## start SELECTION

Discussion:
Parsing a date string into a std.datetime.datetime
Colin via Digitalmars-d-learn
2014-10-23 11:13:25 UTC
Permalink
Hi,

I'm looking for an easy way to parse a dates into a datetime
object.

Most of my dates will be of the form:
mmm dd, yyyy HH:MM AM|PM

So like: "May 30, 2014 12:12 PM"

I can easily write a regex or whatever to pull these out of that
one format, but it's not guaranteed they'll all be in the one
format and I may have to deal with others.

Is there a helper function that I'm missing that can parse these
dates? Maybe something similar to pythons dateutil.parser [1] ?

If not maybe adding this function to std.datetime would be a good
project to undertake for myself...

[1] - https://labix.org/python-dateutil
Jonathan M Davis via Digitalmars-d-learn
2014-10-23 21:17:21 UTC
Permalink
Post by Colin via Digitalmars-d-learn
Hi,
I'm looking for an easy way to parse a dates into a datetime
object.
mmm dd, yyyy HH:MM AM|PM
So like: "May 30, 2014 12:12 PM"

## end SELECTION
## start PROVIDED RECORDS

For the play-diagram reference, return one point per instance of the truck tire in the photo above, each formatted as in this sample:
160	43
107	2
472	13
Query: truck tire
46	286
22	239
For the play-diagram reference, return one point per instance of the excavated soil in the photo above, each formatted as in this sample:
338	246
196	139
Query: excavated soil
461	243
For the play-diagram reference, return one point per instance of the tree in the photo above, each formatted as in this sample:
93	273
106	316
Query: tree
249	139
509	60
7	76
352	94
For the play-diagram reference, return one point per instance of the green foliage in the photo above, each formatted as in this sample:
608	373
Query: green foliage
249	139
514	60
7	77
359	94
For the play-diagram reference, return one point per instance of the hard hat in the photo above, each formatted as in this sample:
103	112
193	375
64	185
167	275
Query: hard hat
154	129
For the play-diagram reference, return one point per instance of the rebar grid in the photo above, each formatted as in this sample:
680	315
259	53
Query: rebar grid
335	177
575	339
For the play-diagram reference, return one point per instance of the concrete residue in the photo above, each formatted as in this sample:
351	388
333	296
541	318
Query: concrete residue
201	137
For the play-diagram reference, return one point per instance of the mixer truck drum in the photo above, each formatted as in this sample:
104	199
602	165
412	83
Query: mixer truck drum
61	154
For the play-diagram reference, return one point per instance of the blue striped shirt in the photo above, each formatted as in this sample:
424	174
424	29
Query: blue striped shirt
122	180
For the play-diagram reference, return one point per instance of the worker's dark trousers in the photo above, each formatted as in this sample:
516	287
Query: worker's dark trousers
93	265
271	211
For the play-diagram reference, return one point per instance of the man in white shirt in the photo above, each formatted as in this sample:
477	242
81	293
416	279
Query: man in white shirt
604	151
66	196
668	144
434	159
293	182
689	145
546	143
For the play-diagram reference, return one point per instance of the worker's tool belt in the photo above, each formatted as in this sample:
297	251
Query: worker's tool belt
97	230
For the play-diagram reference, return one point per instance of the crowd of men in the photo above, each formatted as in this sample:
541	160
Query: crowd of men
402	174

## end PROVIDED RECORDS

*WHAT TO DO*
Extract the portion of the date-parsing thread from "Most of my dates" up to and including "deal with others.", copying it word for word. The items are separate material, apart from the thread.

*TASK OUTPUT*
Most of my dates will be of the form:
mmm dd, yyyy HH:MM AM|PM

So like: "May 30, 2014 12:12 PM"

I can easily write a regex or whatever to pull these out of that
one format, but it's not guaranteed they'll all be in the one
format and I may have to deal with others.